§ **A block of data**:
------
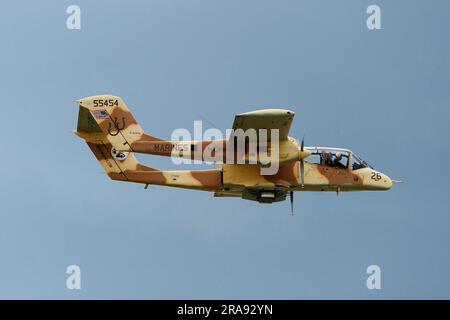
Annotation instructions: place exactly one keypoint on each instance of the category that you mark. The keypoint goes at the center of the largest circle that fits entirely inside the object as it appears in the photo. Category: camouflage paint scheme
(113, 135)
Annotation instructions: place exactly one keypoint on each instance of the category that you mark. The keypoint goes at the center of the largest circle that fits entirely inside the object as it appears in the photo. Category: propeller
(302, 163)
(292, 201)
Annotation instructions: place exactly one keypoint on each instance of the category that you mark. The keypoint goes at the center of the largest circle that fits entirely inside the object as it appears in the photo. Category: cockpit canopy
(336, 157)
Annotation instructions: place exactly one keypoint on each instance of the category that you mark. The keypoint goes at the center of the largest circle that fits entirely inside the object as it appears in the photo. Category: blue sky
(384, 94)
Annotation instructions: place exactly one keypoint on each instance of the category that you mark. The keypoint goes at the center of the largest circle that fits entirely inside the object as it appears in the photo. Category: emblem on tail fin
(116, 126)
(118, 155)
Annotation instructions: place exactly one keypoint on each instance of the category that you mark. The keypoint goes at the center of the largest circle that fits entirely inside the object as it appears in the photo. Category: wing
(266, 119)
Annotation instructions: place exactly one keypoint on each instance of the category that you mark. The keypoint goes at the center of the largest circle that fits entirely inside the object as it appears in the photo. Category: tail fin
(114, 120)
(115, 163)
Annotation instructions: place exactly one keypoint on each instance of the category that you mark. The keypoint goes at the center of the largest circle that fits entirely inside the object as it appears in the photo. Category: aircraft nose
(387, 182)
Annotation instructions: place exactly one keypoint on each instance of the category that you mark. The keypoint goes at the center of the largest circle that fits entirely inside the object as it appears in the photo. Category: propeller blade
(302, 172)
(292, 202)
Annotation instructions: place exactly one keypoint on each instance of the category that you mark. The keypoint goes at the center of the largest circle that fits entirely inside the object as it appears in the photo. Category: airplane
(114, 136)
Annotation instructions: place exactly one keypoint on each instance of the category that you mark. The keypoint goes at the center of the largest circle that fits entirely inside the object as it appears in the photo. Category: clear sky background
(384, 94)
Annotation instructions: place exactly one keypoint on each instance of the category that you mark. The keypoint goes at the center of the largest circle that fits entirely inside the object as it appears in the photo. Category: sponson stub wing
(268, 119)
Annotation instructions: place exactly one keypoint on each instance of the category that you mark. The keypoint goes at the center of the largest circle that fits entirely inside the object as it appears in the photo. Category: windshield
(329, 157)
(358, 163)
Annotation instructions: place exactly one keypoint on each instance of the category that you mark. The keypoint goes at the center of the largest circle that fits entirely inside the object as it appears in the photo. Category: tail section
(113, 119)
(106, 135)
------
§ **THE REQUEST**:
Return, word for word, each line from the line that contains "sponson stub wing" to the end of the listing above; include both end lines and nothing else.

§ **EXERCISE OUTPUT**:
Annotation instructions: place exactly one keypoint on each instance of the category that you mark. The keypoint goes at the center of the largest circle that fits entirely inside the object as it appears in the photo. Category: sponson stub wing
(268, 119)
Annotation instructions: place exactly one keypoint on each instance of the category that you mark. The keypoint goes at the center of the largest circle that fits entirely inside the object as it appears in the photo. Category: windshield
(329, 157)
(358, 163)
Annotation instructions: place exactly one keypoint on each instance of the category that you mark. The keypoint goes at the center of the largest circle that fits entirely inside the object as it appears in the photo. Category: tail section
(113, 119)
(106, 135)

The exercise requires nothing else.